- Extracted records
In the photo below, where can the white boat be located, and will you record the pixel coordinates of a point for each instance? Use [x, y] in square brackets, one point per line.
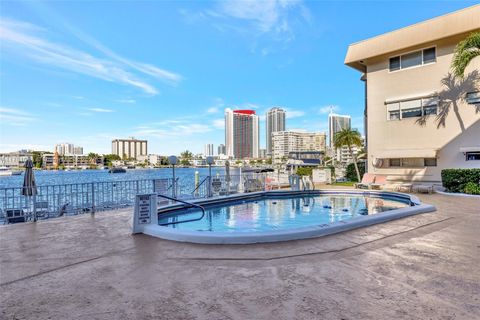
[4, 171]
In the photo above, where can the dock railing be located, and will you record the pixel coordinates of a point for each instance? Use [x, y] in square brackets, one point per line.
[78, 198]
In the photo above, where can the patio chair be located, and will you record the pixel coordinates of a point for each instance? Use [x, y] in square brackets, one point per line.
[367, 180]
[15, 215]
[380, 181]
[41, 209]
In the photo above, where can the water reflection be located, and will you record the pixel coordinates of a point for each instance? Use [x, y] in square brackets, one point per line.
[274, 214]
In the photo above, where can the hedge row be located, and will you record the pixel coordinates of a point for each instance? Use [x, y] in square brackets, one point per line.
[455, 180]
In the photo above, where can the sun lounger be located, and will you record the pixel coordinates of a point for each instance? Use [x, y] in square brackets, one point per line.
[380, 181]
[367, 180]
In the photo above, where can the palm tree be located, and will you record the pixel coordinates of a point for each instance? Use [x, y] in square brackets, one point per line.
[349, 138]
[465, 51]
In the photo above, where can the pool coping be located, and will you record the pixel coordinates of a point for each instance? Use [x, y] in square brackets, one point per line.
[315, 231]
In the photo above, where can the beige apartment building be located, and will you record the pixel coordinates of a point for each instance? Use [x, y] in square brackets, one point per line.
[420, 119]
[130, 148]
[285, 142]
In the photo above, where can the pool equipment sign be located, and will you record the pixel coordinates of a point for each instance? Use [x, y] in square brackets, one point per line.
[145, 211]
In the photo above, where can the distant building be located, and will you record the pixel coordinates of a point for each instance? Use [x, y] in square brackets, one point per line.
[285, 142]
[262, 153]
[208, 150]
[14, 159]
[78, 150]
[154, 159]
[304, 159]
[221, 149]
[419, 118]
[67, 149]
[53, 160]
[275, 121]
[241, 133]
[129, 148]
[337, 123]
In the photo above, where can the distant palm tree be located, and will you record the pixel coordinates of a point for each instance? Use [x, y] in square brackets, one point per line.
[93, 158]
[465, 51]
[349, 138]
[453, 92]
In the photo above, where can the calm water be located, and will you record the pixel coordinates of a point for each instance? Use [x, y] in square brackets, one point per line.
[44, 177]
[277, 214]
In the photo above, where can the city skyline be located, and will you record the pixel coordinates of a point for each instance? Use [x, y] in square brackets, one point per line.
[88, 84]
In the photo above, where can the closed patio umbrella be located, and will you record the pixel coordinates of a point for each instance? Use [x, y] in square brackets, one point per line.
[29, 187]
[227, 171]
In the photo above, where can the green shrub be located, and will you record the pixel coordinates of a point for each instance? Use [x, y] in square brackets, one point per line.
[304, 171]
[472, 188]
[351, 174]
[455, 180]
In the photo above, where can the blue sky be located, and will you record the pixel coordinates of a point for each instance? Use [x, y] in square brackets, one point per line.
[87, 72]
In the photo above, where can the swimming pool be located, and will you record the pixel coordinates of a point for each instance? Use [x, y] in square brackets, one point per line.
[281, 215]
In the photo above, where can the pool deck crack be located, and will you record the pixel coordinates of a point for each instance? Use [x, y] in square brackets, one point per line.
[63, 267]
[355, 245]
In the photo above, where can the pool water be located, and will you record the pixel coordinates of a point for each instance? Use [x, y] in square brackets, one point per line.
[269, 214]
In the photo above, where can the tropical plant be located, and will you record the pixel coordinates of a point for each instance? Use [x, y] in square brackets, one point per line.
[92, 157]
[472, 188]
[465, 51]
[351, 174]
[349, 138]
[450, 97]
[304, 171]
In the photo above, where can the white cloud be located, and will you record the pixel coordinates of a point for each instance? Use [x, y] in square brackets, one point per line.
[15, 117]
[172, 128]
[328, 109]
[100, 110]
[26, 41]
[218, 123]
[127, 101]
[213, 110]
[290, 113]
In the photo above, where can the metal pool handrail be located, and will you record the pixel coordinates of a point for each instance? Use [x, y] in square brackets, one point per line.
[201, 183]
[184, 202]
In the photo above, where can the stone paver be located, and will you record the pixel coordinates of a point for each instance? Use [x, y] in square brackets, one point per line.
[84, 267]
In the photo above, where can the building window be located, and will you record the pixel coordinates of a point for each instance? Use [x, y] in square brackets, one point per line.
[429, 55]
[430, 162]
[469, 156]
[394, 115]
[411, 113]
[413, 162]
[412, 108]
[394, 63]
[473, 97]
[395, 162]
[413, 59]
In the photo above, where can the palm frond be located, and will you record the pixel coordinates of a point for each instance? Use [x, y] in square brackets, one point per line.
[465, 51]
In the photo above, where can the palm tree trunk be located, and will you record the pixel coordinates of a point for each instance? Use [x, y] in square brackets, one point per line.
[354, 163]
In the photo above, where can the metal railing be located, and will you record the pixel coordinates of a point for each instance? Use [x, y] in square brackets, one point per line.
[184, 202]
[72, 199]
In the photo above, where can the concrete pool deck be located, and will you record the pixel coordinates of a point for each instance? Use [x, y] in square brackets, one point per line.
[84, 267]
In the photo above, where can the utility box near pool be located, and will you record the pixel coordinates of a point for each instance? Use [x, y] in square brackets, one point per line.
[322, 175]
[145, 212]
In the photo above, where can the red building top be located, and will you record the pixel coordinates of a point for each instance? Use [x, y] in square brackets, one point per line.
[248, 112]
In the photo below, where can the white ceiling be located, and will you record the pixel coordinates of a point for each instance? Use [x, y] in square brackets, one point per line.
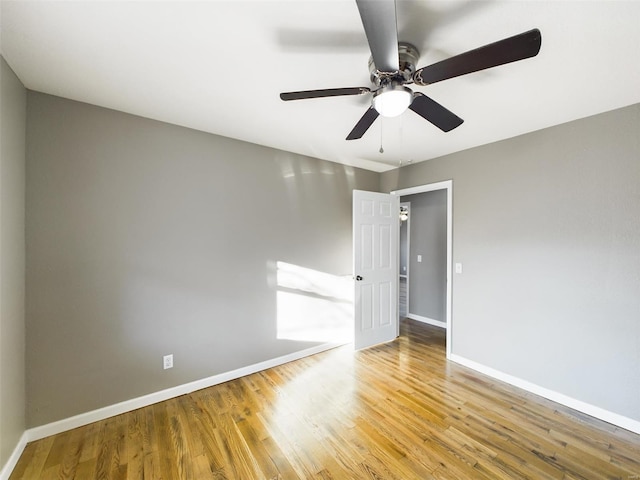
[218, 66]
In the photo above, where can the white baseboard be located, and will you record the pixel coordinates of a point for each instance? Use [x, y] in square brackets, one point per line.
[146, 400]
[8, 467]
[591, 410]
[430, 321]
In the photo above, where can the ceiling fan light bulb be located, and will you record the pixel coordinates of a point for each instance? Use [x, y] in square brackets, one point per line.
[393, 101]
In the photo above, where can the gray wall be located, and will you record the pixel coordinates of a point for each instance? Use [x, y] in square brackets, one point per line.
[428, 279]
[145, 239]
[12, 260]
[546, 225]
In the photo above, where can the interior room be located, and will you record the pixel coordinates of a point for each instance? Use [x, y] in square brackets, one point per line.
[168, 224]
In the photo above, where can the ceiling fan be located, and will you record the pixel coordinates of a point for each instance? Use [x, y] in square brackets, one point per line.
[393, 66]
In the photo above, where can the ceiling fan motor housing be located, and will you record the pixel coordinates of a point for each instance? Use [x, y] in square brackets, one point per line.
[408, 57]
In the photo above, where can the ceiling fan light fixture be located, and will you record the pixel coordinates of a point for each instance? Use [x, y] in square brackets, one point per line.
[392, 100]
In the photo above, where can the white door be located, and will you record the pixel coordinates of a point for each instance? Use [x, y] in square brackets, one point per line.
[375, 255]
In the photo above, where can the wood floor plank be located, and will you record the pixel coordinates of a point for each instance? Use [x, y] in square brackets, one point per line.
[394, 411]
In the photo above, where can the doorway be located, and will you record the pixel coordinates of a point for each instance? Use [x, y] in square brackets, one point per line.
[415, 257]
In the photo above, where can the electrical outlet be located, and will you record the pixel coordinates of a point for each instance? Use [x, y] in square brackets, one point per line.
[167, 361]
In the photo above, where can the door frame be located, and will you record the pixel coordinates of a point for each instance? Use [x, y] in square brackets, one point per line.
[430, 187]
[408, 247]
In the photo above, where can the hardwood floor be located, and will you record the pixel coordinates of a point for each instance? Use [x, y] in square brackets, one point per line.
[395, 411]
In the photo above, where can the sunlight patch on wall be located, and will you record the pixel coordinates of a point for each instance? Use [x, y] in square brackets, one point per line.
[313, 306]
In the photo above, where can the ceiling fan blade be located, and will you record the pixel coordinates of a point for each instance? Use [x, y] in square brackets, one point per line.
[434, 112]
[327, 92]
[363, 124]
[379, 22]
[512, 49]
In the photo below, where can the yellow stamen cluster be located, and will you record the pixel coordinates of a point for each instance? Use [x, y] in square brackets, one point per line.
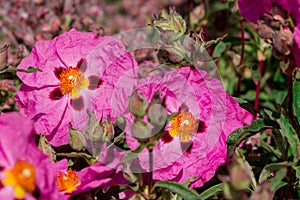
[183, 125]
[21, 178]
[72, 80]
[67, 181]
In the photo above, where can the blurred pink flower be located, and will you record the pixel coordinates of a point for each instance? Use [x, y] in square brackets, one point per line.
[71, 182]
[253, 9]
[25, 172]
[194, 143]
[79, 72]
[104, 173]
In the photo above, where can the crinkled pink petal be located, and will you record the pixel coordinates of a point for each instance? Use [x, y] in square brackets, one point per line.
[206, 99]
[252, 9]
[297, 45]
[16, 144]
[94, 176]
[107, 59]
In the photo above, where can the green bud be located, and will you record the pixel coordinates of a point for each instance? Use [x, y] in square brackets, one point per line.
[263, 191]
[76, 139]
[171, 26]
[109, 132]
[138, 104]
[157, 115]
[93, 129]
[121, 123]
[3, 56]
[264, 31]
[140, 130]
[46, 147]
[240, 173]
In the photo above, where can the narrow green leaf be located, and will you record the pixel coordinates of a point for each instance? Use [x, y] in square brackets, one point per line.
[185, 192]
[237, 136]
[292, 137]
[267, 170]
[134, 154]
[296, 99]
[246, 105]
[271, 149]
[219, 49]
[297, 169]
[212, 191]
[276, 182]
[14, 69]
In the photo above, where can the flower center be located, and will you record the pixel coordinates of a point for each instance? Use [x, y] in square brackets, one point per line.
[67, 181]
[183, 125]
[72, 80]
[21, 178]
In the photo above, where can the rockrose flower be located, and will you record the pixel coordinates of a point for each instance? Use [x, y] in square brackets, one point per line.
[71, 182]
[194, 143]
[78, 72]
[25, 172]
[282, 32]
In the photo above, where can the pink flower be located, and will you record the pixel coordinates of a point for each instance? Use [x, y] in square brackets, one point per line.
[25, 172]
[194, 143]
[253, 9]
[79, 72]
[71, 182]
[101, 174]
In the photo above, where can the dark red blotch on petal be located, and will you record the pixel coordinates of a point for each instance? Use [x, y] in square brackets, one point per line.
[56, 94]
[166, 137]
[58, 71]
[77, 103]
[187, 146]
[82, 64]
[94, 82]
[201, 126]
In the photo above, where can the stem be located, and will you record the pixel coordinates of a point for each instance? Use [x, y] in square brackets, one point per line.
[260, 68]
[238, 90]
[150, 171]
[290, 99]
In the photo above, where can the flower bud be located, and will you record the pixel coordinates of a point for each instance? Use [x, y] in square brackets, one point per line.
[157, 115]
[93, 129]
[76, 139]
[172, 26]
[46, 147]
[138, 104]
[240, 174]
[121, 122]
[3, 56]
[140, 130]
[264, 31]
[108, 130]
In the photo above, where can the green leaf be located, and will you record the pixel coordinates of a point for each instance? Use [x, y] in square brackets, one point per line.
[212, 191]
[237, 136]
[292, 137]
[134, 154]
[271, 149]
[246, 105]
[14, 69]
[269, 169]
[276, 182]
[88, 158]
[296, 99]
[185, 192]
[219, 49]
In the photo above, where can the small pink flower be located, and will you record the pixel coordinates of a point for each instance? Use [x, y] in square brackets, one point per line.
[253, 9]
[194, 143]
[79, 72]
[101, 174]
[25, 172]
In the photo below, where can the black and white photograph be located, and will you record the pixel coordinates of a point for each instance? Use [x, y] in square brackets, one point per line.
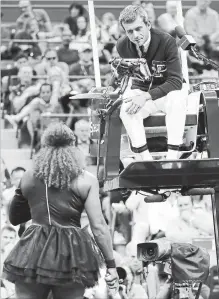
[109, 149]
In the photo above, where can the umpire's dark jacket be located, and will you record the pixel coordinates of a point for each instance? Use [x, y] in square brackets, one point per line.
[162, 56]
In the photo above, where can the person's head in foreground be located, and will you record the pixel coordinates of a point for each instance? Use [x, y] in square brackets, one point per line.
[134, 20]
[58, 162]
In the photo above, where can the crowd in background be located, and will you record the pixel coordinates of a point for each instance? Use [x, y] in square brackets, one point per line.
[48, 65]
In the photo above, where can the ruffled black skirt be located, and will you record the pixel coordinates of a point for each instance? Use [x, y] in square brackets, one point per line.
[55, 256]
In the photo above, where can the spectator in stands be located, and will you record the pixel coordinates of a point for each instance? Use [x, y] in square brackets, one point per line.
[65, 54]
[50, 60]
[201, 20]
[83, 32]
[7, 82]
[84, 67]
[20, 60]
[8, 239]
[168, 21]
[151, 14]
[104, 33]
[189, 224]
[75, 107]
[28, 13]
[82, 133]
[25, 90]
[36, 107]
[76, 10]
[29, 32]
[15, 178]
[5, 176]
[29, 118]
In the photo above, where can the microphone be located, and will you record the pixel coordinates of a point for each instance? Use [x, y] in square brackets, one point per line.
[186, 42]
[114, 106]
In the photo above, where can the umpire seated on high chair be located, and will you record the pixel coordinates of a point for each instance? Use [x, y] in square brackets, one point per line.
[165, 92]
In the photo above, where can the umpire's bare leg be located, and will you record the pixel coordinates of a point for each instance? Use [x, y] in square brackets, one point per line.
[174, 105]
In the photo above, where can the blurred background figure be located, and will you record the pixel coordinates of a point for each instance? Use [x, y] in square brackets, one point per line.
[28, 13]
[201, 21]
[65, 54]
[168, 21]
[75, 11]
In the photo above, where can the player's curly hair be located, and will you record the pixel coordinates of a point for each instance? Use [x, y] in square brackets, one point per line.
[130, 13]
[58, 162]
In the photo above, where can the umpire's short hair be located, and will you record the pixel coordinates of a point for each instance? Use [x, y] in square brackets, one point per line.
[130, 13]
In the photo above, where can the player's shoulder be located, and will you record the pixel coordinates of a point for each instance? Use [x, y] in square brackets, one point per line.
[87, 180]
[123, 40]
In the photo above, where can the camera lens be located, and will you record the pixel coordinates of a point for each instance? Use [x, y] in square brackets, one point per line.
[150, 251]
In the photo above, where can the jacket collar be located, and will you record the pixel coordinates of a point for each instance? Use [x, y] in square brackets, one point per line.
[154, 44]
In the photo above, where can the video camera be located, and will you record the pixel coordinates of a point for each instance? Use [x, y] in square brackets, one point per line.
[187, 262]
[159, 250]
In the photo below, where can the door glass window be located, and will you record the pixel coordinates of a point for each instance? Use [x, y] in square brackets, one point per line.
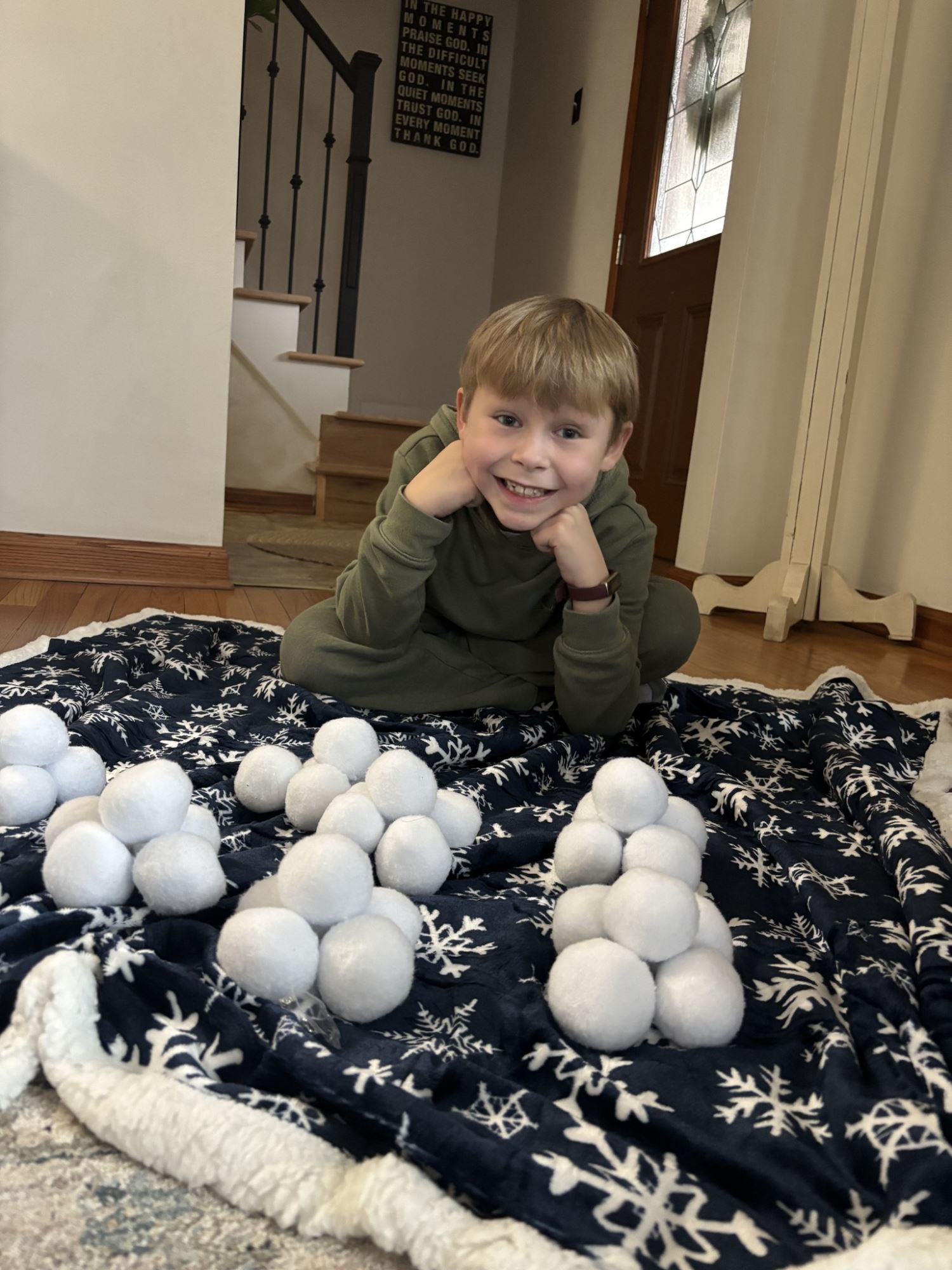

- What you should do
Count the lines in the listing above that contain the word "flower", matching case exactly, and reply with only that number.

- Result of this exercise
6